((
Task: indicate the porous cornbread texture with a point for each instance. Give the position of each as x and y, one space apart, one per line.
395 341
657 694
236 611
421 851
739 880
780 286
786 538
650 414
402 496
))
#### [Het probleem]
Dupliceer alle regels van de lijst hierboven letterlijk en ongewijzigd.

#### [Schriftelijk antwoord]
Task: indicate the porous cornbread texture with a point for each instance. Give the position of each as x and y, one space apart, one per line.
395 341
657 694
236 611
421 851
739 880
780 286
786 538
650 414
402 496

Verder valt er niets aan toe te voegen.